**Exercise brief**
Drop the pictures, then extract the listing word for word.

**Record extracts**
• • •

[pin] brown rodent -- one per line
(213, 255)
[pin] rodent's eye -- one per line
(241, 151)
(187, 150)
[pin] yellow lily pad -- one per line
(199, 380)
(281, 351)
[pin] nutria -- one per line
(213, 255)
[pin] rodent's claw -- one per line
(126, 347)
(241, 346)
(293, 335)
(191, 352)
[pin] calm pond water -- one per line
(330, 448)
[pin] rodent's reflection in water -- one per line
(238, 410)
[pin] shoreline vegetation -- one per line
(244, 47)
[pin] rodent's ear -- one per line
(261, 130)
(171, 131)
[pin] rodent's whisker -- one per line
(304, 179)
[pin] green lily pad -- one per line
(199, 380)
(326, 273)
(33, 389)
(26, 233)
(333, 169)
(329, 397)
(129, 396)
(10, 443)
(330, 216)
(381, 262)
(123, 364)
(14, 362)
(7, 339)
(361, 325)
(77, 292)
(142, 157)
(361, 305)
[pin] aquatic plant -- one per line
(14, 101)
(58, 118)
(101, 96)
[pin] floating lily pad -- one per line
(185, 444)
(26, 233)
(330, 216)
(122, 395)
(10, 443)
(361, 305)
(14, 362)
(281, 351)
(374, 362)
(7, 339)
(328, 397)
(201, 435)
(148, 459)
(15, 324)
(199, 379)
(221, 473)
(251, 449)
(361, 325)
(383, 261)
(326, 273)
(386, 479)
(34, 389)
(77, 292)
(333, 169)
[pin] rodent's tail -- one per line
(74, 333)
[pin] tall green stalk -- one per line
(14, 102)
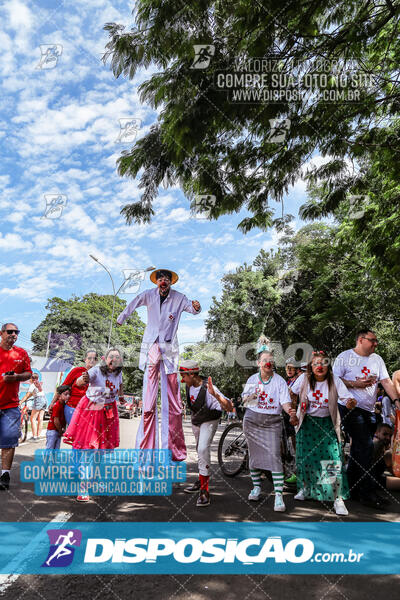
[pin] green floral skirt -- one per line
(319, 460)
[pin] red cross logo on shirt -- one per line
(110, 385)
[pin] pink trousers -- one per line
(172, 437)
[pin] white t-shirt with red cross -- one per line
(103, 389)
(318, 399)
(270, 396)
(351, 366)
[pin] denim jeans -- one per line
(360, 425)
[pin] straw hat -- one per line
(174, 276)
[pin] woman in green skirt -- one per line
(319, 455)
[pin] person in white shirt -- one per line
(205, 403)
(319, 456)
(265, 394)
(159, 355)
(361, 369)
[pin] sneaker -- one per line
(301, 495)
(255, 494)
(279, 505)
(191, 489)
(291, 479)
(203, 499)
(340, 508)
(5, 481)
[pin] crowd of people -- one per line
(323, 403)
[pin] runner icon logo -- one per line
(61, 553)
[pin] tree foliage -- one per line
(215, 146)
(316, 289)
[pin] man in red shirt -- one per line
(15, 367)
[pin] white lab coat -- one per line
(161, 324)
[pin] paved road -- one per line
(229, 503)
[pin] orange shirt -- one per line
(16, 360)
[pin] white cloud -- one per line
(231, 266)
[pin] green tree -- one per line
(215, 146)
(79, 324)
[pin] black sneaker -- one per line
(383, 499)
(5, 481)
(192, 489)
(203, 499)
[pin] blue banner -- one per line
(211, 548)
(103, 472)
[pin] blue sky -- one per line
(59, 133)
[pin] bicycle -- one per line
(233, 454)
(24, 424)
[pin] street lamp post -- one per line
(115, 294)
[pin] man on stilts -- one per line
(159, 357)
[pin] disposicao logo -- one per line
(62, 547)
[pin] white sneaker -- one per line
(279, 505)
(255, 494)
(340, 508)
(301, 495)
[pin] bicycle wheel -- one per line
(232, 450)
(24, 429)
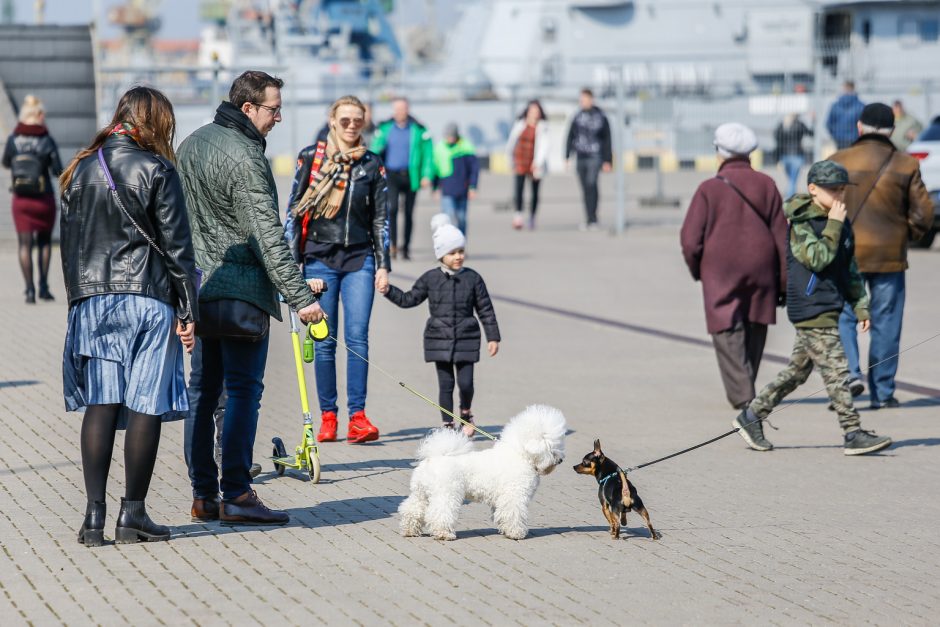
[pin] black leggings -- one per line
(520, 186)
(445, 384)
(43, 241)
(140, 451)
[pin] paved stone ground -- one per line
(799, 535)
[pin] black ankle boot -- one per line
(44, 292)
(92, 531)
(134, 525)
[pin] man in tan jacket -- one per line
(888, 206)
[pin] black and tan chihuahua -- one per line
(616, 494)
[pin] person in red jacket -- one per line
(734, 240)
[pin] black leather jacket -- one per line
(363, 216)
(104, 253)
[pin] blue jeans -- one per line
(357, 290)
(792, 164)
(456, 208)
(887, 311)
(240, 366)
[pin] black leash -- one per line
(683, 451)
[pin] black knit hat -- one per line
(877, 115)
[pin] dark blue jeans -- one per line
(887, 292)
(239, 366)
(357, 291)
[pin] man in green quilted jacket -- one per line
(246, 263)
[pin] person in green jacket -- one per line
(406, 150)
(456, 174)
(240, 248)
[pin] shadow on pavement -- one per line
(16, 384)
(916, 442)
(325, 514)
(381, 467)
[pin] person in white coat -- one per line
(528, 152)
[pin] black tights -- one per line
(43, 241)
(520, 186)
(140, 450)
(445, 384)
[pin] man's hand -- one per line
(311, 313)
(381, 280)
(187, 334)
(838, 211)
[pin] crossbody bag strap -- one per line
(744, 198)
(874, 184)
(120, 204)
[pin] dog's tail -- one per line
(442, 442)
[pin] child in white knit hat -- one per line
(452, 334)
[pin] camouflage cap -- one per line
(828, 173)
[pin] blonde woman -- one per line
(32, 155)
(127, 257)
(339, 206)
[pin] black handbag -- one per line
(232, 319)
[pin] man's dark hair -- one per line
(250, 87)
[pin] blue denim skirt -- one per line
(123, 349)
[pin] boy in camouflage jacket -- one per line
(821, 277)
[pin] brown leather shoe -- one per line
(249, 510)
(205, 510)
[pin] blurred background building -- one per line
(667, 71)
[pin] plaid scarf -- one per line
(127, 129)
(324, 194)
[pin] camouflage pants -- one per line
(813, 347)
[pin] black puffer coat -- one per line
(452, 333)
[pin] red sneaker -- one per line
(360, 429)
(327, 427)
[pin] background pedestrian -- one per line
(32, 154)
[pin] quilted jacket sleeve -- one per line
(485, 311)
(255, 206)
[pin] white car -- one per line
(927, 150)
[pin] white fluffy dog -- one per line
(504, 477)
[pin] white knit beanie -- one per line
(447, 238)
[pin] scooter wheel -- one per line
(278, 451)
(313, 466)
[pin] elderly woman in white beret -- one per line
(734, 242)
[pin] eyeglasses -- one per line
(275, 111)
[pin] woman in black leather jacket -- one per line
(130, 275)
(339, 228)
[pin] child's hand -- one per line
(838, 211)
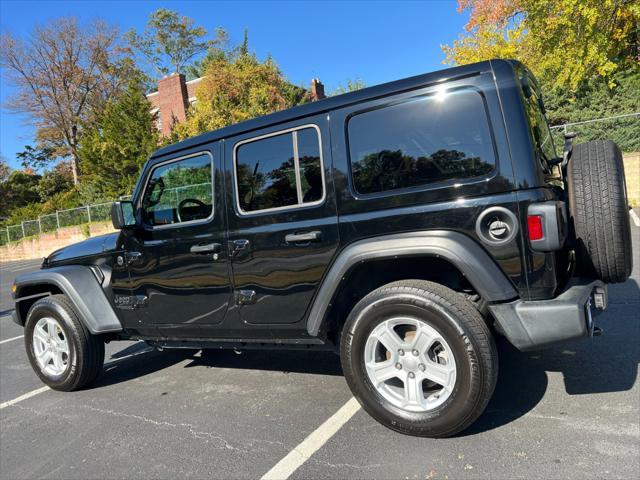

• • •

**Solution**
[pin] brown rodent -- one per line
(213, 255)
[pin] rodent's eye -- one per line
(241, 151)
(187, 150)
[pin] yellow lily pad -- one per line
(199, 380)
(281, 351)
[pin] nutria -- one per line
(213, 255)
[pin] rodent's claw -- one per line
(126, 347)
(241, 346)
(293, 335)
(191, 352)
[pin] calm pond water -- one per line
(330, 448)
[pin] rodent's reflection in water -- one per line
(238, 410)
[pin] shoreline vegetation -- one per line
(244, 47)
[pin] rodent's ear -- one per line
(261, 130)
(171, 131)
[pin] rodent's whisker -- one per line
(304, 179)
[pin] green lily pad -- one per line
(199, 380)
(326, 273)
(33, 389)
(26, 233)
(333, 169)
(329, 397)
(129, 396)
(10, 443)
(330, 216)
(381, 262)
(123, 364)
(14, 362)
(7, 339)
(361, 325)
(77, 292)
(142, 157)
(361, 305)
[pin] aquatic plant -- one per line
(14, 101)
(58, 118)
(101, 96)
[pin] floating lily pad -- one per line
(185, 444)
(26, 233)
(330, 216)
(122, 395)
(10, 443)
(361, 305)
(14, 362)
(281, 351)
(374, 362)
(7, 339)
(328, 397)
(201, 435)
(148, 459)
(15, 324)
(199, 379)
(221, 473)
(251, 449)
(361, 325)
(383, 261)
(326, 273)
(386, 479)
(34, 389)
(77, 292)
(333, 169)
[pin] rodent's tail -- one per line
(74, 333)
[pin] tall green stalk -- one per line
(14, 102)
[pin] green floral skirt -- one per line
(319, 460)
[pin] red cross logo on shirt -- one per line
(110, 385)
[pin] pink trousers -- one per line
(172, 437)
[pin] white t-shirt with red cross -- one per line
(103, 389)
(318, 399)
(270, 396)
(351, 366)
[pin] denim jeans -- one per line
(360, 425)
[pin] straw hat -- one per line
(174, 276)
[pin] woman in green skirt -- one per line
(319, 455)
[pin] person in white shirt -- one per line
(205, 403)
(319, 456)
(265, 394)
(159, 355)
(361, 369)
[pin] sneaker -- one per line
(301, 495)
(255, 494)
(279, 505)
(191, 489)
(291, 479)
(203, 499)
(340, 508)
(5, 481)
[pin] crowd of people -- one per line
(323, 403)
[pin] runner icon logo -- one per line
(61, 553)
[pin] tree foliage -- one per line
(215, 146)
(316, 289)
[pin] man in red shirt -- one per line
(15, 367)
[pin] white lab coat -- one per line
(161, 324)
[pin] paved road -- one per line
(229, 503)
[pin] orange shirt -- one per line
(16, 360)
[pin] white cloud -- one per line
(231, 266)
[pin] green tree -- one per line
(215, 146)
(79, 324)
[pin] black sneaker -- one per line
(383, 499)
(5, 481)
(192, 489)
(203, 499)
[pin] blue banner -- one per line
(211, 548)
(103, 472)
[pin] blue sky -- one per line
(59, 133)
[pin] bicycle -- one per line
(233, 454)
(24, 424)
[pin] street lamp post -- one per line
(115, 294)
[pin] man on stilts -- one per line
(159, 357)
[pin] disposicao logo -- one per line
(62, 547)
[pin] white sneaker -- one per line
(279, 505)
(255, 494)
(340, 508)
(301, 495)
[pin] bicycle wheel -- one per line
(232, 450)
(24, 429)
[pin] black leggings -- one per line
(520, 186)
(445, 384)
(43, 241)
(140, 451)
[pin] paved stone ground -- one per line
(799, 535)
[pin] black ankle boot -- one per line
(44, 292)
(92, 531)
(134, 525)
[pin] man in tan jacket -- one per line
(888, 206)
[pin] black and tan chihuahua -- one per line
(616, 494)
[pin] person in red jacket -- one per line
(734, 240)
[pin] black leather jacket -- one per line
(363, 216)
(104, 253)
[pin] blue jeans -- one per line
(357, 290)
(792, 164)
(456, 208)
(887, 311)
(240, 366)
[pin] black leash -- one per line
(683, 451)
[pin] black knit hat -- one per line
(877, 115)
[pin] dark blue jeans -- one per line
(887, 292)
(239, 366)
(357, 291)
[pin] man in green quilted jacket -- one per line
(246, 263)
[pin] person in green jacket -- one per line
(406, 150)
(456, 174)
(240, 248)
[pin] shadow on pavement -- one per line
(16, 384)
(916, 442)
(325, 514)
(381, 467)
[pin] person in white coat -- one per line
(528, 152)
[pin] black tights -- one per line
(43, 241)
(520, 186)
(140, 450)
(445, 384)
[pin] man's hand -- one per line
(311, 313)
(381, 280)
(187, 334)
(838, 211)
[pin] crossbody bag strap -- one per line
(744, 198)
(874, 184)
(120, 204)
[pin] dog's tail -- one per line
(442, 442)
[pin] child in white knit hat -- one per line
(452, 334)
[pin] camouflage cap -- one per line
(828, 173)
[pin] blonde woman -- one per line
(32, 155)
(127, 257)
(339, 206)
[pin] black handbag -- one per line
(232, 319)
[pin] man's dark hair -- one per line
(250, 87)
[pin] blue denim skirt -- one per line
(123, 349)
[pin] boy in camouflage jacket -- one per line
(821, 277)
[pin] brown leather shoe -- one per line
(249, 510)
(205, 510)
[pin] blurred background building -- one per line
(667, 71)
[pin] plaid scarf -- one per line
(127, 129)
(324, 194)
[pin] camouflage pants -- one per line
(813, 347)
[pin] black puffer coat -- one per line
(452, 333)
[pin] red sneaker -- one per line
(360, 429)
(327, 427)
[pin] background pedestrian -- one per line
(32, 154)
[pin] quilted jacket sleeve -- one per line
(485, 311)
(255, 206)
[pin] white car -- one per line
(927, 150)
[pin] white fluffy dog -- one per line
(504, 477)
[pin] white knit beanie -- one per line
(447, 238)
[pin] scooter wheel -- one per line
(278, 451)
(313, 466)
[pin] elderly woman in white beret -- one per line
(734, 242)
[pin] eyeglasses -- one per line
(275, 111)
[pin] woman in black leather jacket -- one per line
(130, 275)
(339, 228)
[pin] child's hand -- one per line
(838, 211)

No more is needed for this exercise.